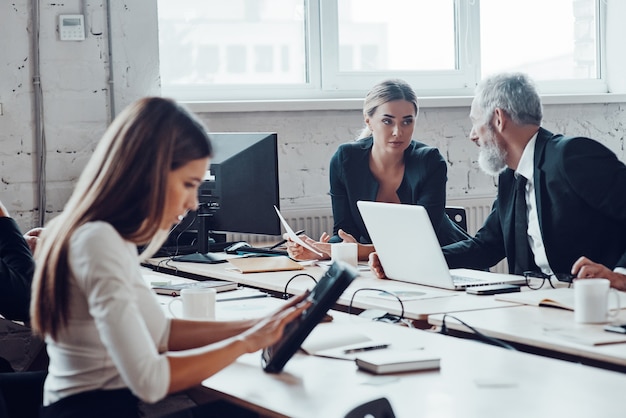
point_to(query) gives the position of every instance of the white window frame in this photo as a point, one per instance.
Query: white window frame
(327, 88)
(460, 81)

==

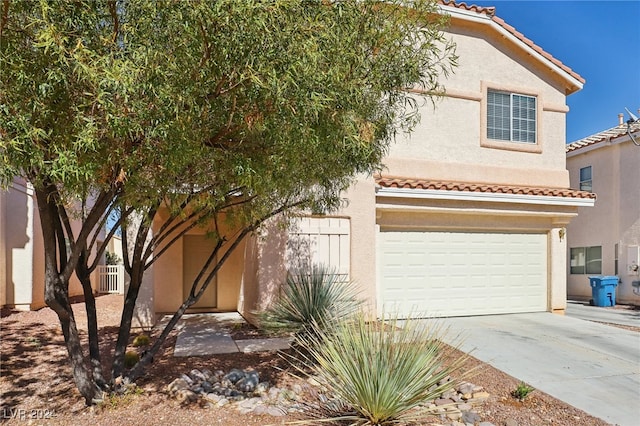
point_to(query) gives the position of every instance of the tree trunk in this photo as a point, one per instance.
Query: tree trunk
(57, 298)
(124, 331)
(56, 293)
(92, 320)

--

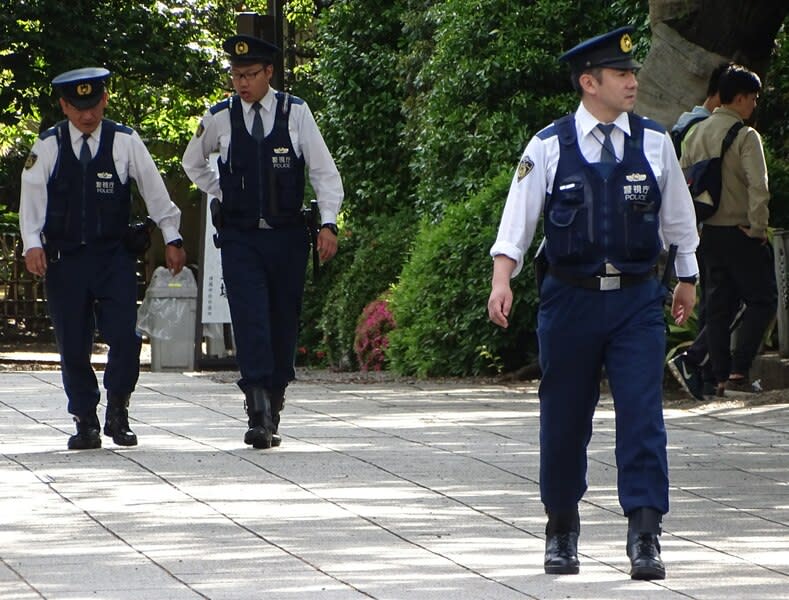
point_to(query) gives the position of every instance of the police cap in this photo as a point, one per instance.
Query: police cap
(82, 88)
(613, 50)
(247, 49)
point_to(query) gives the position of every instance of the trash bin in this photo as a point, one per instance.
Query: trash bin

*Task to complete*:
Find the line with "of the police" in the material above. Reproduce it and each line after it up to and including the line with "Query: trash bin".

*Completed task*:
point_to(query) gives the position of every instance of the police cap in this photo as a point, one per instance.
Query: police cap
(82, 88)
(613, 50)
(247, 49)
point_to(query) gives the position of every instance of the trash bin in this photo as a point, one per instance.
Query: trash bin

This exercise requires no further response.